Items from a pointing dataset
'''

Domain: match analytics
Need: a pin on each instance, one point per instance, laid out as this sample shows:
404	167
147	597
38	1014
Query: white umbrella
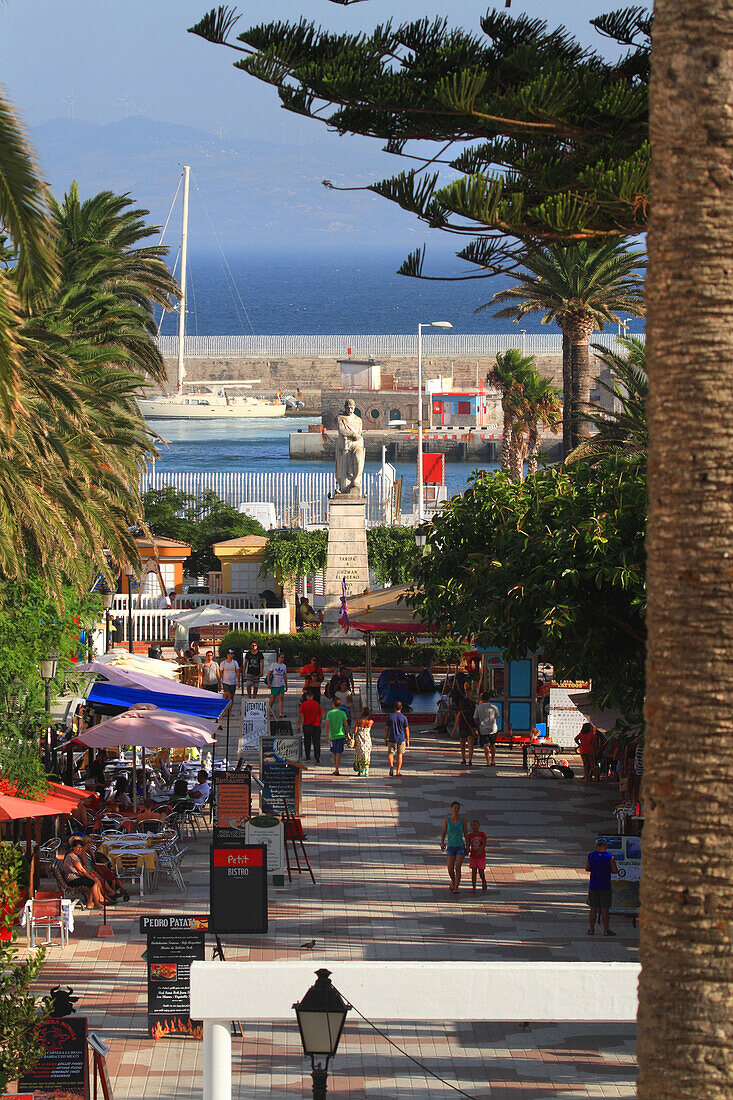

'''

*GIVEN TASK:*
Rename "Query" to "Target" throughout the items above, reproducing each line otherwise unchanged. Omit the pictures from your output.

*WRITTEN SOLUTION:*
Domain: match analytics
Need: a pin on each instance, one point per instance, laid out as this sample shows:
404	167
147	597
38	1014
Target: white umbrella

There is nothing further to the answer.